BEGIN Records supplied
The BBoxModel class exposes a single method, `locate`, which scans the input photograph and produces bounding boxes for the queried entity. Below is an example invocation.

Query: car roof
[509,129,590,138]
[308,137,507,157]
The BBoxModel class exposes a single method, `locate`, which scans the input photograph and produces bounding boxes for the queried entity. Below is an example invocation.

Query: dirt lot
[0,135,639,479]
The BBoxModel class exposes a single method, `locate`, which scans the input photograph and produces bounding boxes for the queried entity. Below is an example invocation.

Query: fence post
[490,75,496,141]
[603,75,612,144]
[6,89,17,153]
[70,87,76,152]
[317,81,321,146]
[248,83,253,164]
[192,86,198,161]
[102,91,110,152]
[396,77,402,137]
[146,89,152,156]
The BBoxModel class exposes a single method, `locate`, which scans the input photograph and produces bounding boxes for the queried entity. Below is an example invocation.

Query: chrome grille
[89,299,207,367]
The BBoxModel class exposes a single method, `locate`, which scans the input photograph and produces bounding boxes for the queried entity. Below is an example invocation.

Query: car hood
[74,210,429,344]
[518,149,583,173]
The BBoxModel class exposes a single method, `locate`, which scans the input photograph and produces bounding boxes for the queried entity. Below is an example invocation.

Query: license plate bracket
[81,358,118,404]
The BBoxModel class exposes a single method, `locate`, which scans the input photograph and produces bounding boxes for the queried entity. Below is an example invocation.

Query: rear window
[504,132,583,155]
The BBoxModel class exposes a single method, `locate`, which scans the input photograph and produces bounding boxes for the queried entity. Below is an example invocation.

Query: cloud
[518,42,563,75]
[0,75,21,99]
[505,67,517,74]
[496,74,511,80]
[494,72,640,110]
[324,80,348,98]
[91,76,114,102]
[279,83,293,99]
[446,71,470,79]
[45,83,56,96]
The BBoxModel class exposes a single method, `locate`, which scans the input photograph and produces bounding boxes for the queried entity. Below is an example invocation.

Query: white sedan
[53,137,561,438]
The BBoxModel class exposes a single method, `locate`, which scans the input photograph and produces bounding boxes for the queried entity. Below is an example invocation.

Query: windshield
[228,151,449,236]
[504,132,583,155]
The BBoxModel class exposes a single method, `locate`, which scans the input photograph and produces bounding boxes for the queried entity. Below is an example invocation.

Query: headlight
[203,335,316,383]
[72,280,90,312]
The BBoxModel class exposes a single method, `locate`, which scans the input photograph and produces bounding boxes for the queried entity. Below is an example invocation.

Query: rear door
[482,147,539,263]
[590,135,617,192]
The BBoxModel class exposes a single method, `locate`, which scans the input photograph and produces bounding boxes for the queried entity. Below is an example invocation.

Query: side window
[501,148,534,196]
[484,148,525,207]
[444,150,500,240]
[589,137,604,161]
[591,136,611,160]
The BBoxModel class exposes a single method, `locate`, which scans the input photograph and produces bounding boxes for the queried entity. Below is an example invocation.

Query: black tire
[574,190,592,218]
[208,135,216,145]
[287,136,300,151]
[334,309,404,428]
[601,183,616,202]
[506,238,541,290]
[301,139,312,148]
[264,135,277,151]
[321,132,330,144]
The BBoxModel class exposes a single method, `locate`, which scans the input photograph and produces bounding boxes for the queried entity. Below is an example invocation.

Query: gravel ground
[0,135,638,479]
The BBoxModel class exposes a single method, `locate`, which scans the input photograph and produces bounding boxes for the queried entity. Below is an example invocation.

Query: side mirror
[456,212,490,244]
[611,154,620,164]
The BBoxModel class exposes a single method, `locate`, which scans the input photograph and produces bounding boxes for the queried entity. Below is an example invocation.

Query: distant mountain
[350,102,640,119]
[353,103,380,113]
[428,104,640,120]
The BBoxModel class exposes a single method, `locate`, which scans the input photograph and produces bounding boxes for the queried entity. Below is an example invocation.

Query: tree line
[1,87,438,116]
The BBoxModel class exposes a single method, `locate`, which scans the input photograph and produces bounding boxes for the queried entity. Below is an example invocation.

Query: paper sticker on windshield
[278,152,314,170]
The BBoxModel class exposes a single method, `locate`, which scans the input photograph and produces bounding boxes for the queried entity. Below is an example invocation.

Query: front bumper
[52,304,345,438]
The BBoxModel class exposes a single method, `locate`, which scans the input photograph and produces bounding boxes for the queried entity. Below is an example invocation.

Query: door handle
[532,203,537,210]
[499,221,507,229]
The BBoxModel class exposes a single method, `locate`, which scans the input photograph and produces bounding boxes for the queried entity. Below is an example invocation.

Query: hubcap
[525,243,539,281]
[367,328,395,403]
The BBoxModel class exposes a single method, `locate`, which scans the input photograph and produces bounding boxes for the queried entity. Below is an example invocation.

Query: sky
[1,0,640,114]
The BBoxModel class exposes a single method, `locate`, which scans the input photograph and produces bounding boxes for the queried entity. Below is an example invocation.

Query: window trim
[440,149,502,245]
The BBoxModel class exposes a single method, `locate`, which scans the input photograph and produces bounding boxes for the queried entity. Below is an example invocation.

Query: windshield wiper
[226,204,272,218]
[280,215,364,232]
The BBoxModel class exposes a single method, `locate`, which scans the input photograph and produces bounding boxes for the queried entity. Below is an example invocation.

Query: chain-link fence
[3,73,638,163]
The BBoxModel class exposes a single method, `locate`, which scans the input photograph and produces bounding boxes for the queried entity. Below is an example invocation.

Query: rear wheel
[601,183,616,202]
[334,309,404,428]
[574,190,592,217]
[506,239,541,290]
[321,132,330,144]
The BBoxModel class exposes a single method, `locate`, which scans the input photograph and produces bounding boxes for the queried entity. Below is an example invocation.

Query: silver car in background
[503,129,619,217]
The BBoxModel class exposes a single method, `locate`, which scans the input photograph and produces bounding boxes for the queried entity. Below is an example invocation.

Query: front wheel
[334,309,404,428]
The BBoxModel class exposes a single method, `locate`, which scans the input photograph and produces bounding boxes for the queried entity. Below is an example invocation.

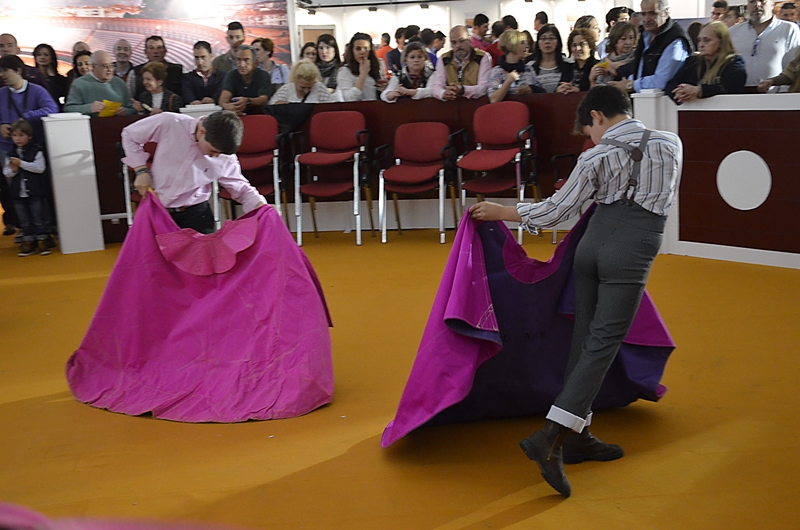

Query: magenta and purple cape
[381,207,675,447]
[66,194,333,423]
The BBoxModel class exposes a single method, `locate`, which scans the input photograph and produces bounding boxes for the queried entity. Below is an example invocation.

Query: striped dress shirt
[517,118,682,230]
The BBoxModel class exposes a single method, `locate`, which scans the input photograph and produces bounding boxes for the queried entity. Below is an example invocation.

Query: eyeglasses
[571,42,589,49]
[752,36,761,56]
[99,63,114,69]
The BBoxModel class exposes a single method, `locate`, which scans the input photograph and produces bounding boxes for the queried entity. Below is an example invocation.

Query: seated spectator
[64,50,135,116]
[758,41,800,92]
[385,28,406,75]
[0,55,58,236]
[253,38,289,89]
[471,14,490,51]
[488,30,545,103]
[611,0,692,94]
[558,28,599,93]
[574,15,604,56]
[269,59,338,104]
[528,24,570,93]
[381,42,435,103]
[67,50,92,92]
[667,21,746,102]
[126,36,183,101]
[779,2,797,21]
[485,21,506,66]
[113,39,134,82]
[133,61,185,114]
[723,5,745,27]
[0,33,46,87]
[432,25,492,100]
[213,22,246,74]
[0,55,59,153]
[183,41,224,105]
[33,44,67,106]
[522,30,535,60]
[591,22,638,86]
[3,118,54,256]
[337,33,388,101]
[316,34,342,92]
[219,44,273,115]
[300,42,317,62]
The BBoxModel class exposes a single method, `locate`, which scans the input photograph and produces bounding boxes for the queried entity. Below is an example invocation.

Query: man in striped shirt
[470,85,682,497]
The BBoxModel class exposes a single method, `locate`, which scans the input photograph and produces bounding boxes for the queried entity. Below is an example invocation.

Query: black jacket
[8,143,49,199]
[665,54,747,103]
[137,88,184,113]
[131,61,183,100]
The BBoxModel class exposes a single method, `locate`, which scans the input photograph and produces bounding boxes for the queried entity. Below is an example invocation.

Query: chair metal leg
[123,166,134,227]
[552,226,559,244]
[364,185,376,237]
[309,197,319,238]
[392,193,402,235]
[518,182,525,245]
[379,171,387,243]
[294,155,302,246]
[212,181,221,231]
[438,169,445,244]
[281,191,290,229]
[457,167,465,216]
[353,154,361,246]
[272,154,281,219]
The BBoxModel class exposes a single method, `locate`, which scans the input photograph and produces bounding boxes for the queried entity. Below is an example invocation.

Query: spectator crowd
[2,0,800,254]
END Records supplied
Problem to work on. Starting with the line that contains "Query: seated spectator", print every line through the end of the entries above exactly as written, both boundary lines included, and nothing else.

Solution for this task.
Query: seated spectator
[64,50,135,116]
[758,41,800,92]
[385,28,406,75]
[0,55,58,236]
[253,38,289,89]
[471,14,490,51]
[488,30,545,103]
[611,0,692,94]
[558,28,599,93]
[574,15,604,56]
[269,59,338,104]
[528,24,570,93]
[381,42,435,103]
[67,50,92,92]
[667,21,746,102]
[126,36,183,101]
[779,2,797,21]
[485,21,506,66]
[113,39,134,82]
[133,61,185,114]
[723,5,745,27]
[0,33,46,87]
[432,25,492,100]
[213,22,246,74]
[0,55,59,153]
[183,41,224,105]
[33,44,67,106]
[522,30,535,60]
[591,22,638,86]
[3,118,54,256]
[337,33,388,101]
[316,34,342,92]
[219,44,273,115]
[300,42,317,62]
The BBoxModel class exposes a single method, `locate`, which scans the input photograph and produces bounding boxes for the queried entity. Below is an example invocation.

Query: man in striped shirt
[470,85,682,497]
The BBoxModel class exposes a single method, `locate`, which scans the input photograph and produces bounding boxes for the queried entity. Below is an example invocation.

Query: black jacket
[8,143,49,199]
[665,54,747,103]
[137,88,184,113]
[131,61,183,100]
The BBoxModel class exposes a single method, `locate`, which scans the input photograph and produces bounding boxes for the queried entity. Below is an example invocation.

Query: chair metal leg
[123,166,134,227]
[552,226,559,244]
[364,185,376,237]
[309,197,319,238]
[392,193,402,235]
[518,182,525,245]
[379,171,387,243]
[294,155,302,246]
[212,181,221,231]
[438,169,445,244]
[281,191,290,229]
[457,167,465,216]
[353,154,361,246]
[272,154,281,219]
The BBoxModel class exposes a single method, `locate`, which scans the input photograph and produces bounding boxes for the queried entity. Below is an example invocation.

Query: spectator crowd
[2,0,800,254]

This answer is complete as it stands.